Items listed in a dataset

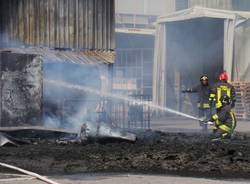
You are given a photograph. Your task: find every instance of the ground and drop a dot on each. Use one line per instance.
(187, 153)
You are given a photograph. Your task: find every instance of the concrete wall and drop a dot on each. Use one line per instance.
(21, 89)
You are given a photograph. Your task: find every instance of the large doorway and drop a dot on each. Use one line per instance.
(194, 47)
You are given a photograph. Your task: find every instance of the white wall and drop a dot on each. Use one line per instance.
(145, 7)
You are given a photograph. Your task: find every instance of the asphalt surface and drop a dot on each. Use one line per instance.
(125, 179)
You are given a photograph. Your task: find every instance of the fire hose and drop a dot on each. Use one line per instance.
(42, 178)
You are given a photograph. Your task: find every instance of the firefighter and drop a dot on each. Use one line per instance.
(203, 103)
(224, 119)
(222, 88)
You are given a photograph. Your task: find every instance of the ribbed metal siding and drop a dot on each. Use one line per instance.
(219, 4)
(81, 24)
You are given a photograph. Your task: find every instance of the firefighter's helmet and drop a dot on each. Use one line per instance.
(223, 76)
(225, 100)
(204, 78)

• TASK: Return all the data exactly, pictures omitted.

• EXPECTED OUTPUT:
You are given a photograph. Your task: find every instance of the ground and drop a dot on each. Use one line per instance.
(187, 153)
You are given a photograph. Your task: find every instance of the concrete wall and drop a dot on each. Use one line per instance.
(21, 89)
You are given a photograph. Your task: find every instance of the large doorway and drop a dot on each. Use one line per instance.
(194, 47)
You are given a photograph. Your task: find every instance of the white wall and drop a dot on each. Use one line per instance.
(145, 7)
You are given a photograph. Your task: find every instance of the asphalt surface and drop a dot on each. Use one line per instance.
(125, 179)
You are given a photograph. Your task: find every instance of the fire hose and drop a dot on each. Use one line per instance.
(42, 178)
You are given a photograph. Your task: find every instance of the firefighter and drop a dot on each. Use one line per instance.
(203, 103)
(224, 119)
(222, 88)
You are given a photograph. Your task: find every instance of the ribbed metal siding and drop a dot on each. Use one line per instance.
(219, 4)
(81, 24)
You are given a photograph. Your task: find every instance of the firefighter's helmet and drop a dot on each. Use one line per instance.
(223, 76)
(225, 100)
(204, 78)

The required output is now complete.